__Text extract__.
######

4 jul 2015 kl. 16:29 skrev John C Klensin <john-ietf(_at_)jck(_dot_)com>:



--On Saturday, July 04, 2015 11:34 +0200 Patrik Fältström
<paf(_at_)frobbit(_dot_)se> wrote:

They're still opaque identifiers, so the format isn't
important.  I don't know how to make that any clearer.

Because they have been published, we immediately have a
question about persistence. We can now, from my perspective,
not change the format as they have already been included in
the RFC Index. Its a persistence issue.

We COULD have changed the format, discussed it, or whatever,
but that point in time is passed.

This is one of the points I've been trying to make.  The issue
for me is not, and hasn't been, whether we should assign DOIs to
the RFC Series or not -- I really don't care.  And it isn't
"surprise" because, as Heather points out, it wasn't hard to
know that a decision had been taken to "do DOIs" and that _some_
DOI arrangements were underway.  I am more concerned about the
decisions that lead to this "decide first, make irrevocable
decisions about details (or just let them happen), deploy, and
_then_ ask for review.   And that leads exactly to Patrik's
comment about what we "COULD" have done above.  

Perhaps the RSE interpreted the lack of feedback on those announcements on 
rfc-interest as indication that nobody gave a hoot about the details. I 
certainly would have. 


Picking just one example, Heather's note pointed to the
September 2014 SOW
(http://iaoc.ietf.org/documents/Announce-RFC-DOI-SOW-3Sep14.pdf
if anyone wants to look at the action text rather than the
announcement) but it does not contain a word about the choice of
the particular format for the suffix.  Similarly, not only was
that March 2014 call for review a call for comments to the
rfc-interest list (not even to the IAB) but there is nothing in
it that implies that it is a major decision point about the
details -- at that stage in the development of things, or even
at the time of the September SOW, it was reasonable (at least
IMO) to interpret the DOI format in the draft as a placeholder
to be discussed later.  

Normally, "comment to a WG list" or "comment to other than the
IAB or IETF lists" implies a request for review and comments but
that the community will get another chance to review before the
final decision point.  And normally we don't treat SOWs, even
SOWs that _do_ include the precise details, as decision
documents about issues that, once decide, have broad impact and
are irreversible.    If the intention here was to make those
announcements of decision points, then they should have been,
again IMO, much more clear about it.

######

__Given problem 1__. Find every line of the records that contains the string "child", and copy each such line.

######

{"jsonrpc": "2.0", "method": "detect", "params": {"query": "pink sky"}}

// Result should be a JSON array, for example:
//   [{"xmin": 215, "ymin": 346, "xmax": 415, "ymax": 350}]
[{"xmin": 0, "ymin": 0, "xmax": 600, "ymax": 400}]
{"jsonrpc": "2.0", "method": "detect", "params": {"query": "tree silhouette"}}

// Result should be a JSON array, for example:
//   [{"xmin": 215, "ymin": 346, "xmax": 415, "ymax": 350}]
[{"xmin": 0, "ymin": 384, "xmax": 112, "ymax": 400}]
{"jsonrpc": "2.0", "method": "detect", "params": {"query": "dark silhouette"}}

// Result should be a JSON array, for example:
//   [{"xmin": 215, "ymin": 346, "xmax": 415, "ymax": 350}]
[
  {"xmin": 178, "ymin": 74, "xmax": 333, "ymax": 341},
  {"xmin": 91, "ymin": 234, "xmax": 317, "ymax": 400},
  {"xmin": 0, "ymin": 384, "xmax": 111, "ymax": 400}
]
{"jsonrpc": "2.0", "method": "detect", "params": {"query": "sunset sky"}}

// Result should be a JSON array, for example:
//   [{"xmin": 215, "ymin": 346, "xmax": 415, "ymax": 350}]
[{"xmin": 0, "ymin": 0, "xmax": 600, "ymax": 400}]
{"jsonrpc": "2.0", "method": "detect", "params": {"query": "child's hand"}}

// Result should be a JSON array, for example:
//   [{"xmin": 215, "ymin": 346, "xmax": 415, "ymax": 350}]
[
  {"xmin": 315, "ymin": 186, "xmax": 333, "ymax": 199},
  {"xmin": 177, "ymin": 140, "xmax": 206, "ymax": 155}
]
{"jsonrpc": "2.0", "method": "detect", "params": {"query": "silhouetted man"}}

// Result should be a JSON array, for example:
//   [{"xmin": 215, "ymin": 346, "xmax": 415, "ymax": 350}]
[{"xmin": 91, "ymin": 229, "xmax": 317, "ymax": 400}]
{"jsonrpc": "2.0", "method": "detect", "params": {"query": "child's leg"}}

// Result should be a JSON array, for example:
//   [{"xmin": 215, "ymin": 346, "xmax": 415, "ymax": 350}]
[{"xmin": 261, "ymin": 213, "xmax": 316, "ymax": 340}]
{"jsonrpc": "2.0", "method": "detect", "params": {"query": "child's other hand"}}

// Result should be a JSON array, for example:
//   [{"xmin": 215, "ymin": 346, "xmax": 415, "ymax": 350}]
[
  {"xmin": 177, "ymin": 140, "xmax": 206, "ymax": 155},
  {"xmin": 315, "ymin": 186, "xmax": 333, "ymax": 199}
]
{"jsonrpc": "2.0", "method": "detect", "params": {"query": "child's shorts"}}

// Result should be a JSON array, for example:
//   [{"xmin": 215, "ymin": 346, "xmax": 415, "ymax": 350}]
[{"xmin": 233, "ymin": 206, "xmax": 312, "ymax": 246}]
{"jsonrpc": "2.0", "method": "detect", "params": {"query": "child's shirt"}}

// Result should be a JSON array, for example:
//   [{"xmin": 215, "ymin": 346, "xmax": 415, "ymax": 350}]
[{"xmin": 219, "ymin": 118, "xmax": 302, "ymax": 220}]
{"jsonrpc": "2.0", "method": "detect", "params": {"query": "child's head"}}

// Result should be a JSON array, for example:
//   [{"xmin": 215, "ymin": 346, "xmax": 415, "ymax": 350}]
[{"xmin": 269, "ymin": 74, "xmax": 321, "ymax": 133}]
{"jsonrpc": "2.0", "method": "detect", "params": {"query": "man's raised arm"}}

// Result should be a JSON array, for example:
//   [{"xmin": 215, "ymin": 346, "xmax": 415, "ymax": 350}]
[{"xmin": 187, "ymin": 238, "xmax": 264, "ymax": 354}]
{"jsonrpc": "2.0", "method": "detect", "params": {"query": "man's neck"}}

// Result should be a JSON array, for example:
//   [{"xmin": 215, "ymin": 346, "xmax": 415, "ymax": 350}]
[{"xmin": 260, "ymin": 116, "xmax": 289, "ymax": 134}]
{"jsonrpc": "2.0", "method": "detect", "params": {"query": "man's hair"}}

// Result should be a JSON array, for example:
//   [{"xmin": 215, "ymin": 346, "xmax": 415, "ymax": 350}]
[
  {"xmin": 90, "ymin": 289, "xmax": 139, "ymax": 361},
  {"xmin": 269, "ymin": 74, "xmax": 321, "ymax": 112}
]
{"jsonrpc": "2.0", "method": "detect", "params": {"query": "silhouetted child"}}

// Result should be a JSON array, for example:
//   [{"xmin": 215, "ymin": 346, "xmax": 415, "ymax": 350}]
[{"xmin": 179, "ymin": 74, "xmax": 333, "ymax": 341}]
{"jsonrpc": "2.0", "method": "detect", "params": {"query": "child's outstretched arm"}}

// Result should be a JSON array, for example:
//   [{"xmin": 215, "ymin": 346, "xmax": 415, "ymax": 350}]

######

__Given problem 2__. List every person mentioned by name in the message about DOIs for the RFC Series.

__Task solution 1__.
{"jsonrpc": "2.0", "method": "detect", "params": {"query": "child's hand"}}
{"jsonrpc": "2.0", "method": "detect", "params": {"query": "child's leg"}}
{"jsonrpc": "2.0", "method": "detect", "params": {"query": "child's other hand"}}
{"jsonrpc": "2.0", "method": "detect", "params": {"query": "child's shorts"}}
{"jsonrpc": "2.0", "method": "detect", "params": {"query": "child's shirt"}}
{"jsonrpc": "2.0", "method": "detect", "params": {"query": "child's head"}}
{"jsonrpc": "2.0", "method": "detect", "params": {"query": "silhouetted child"}}
{"jsonrpc": "2.0", "method": "detect", "params": {"query": "child's outstretched arm"}}

__Task solution 2__.
John C Klensin
Patrik Fältström
Heather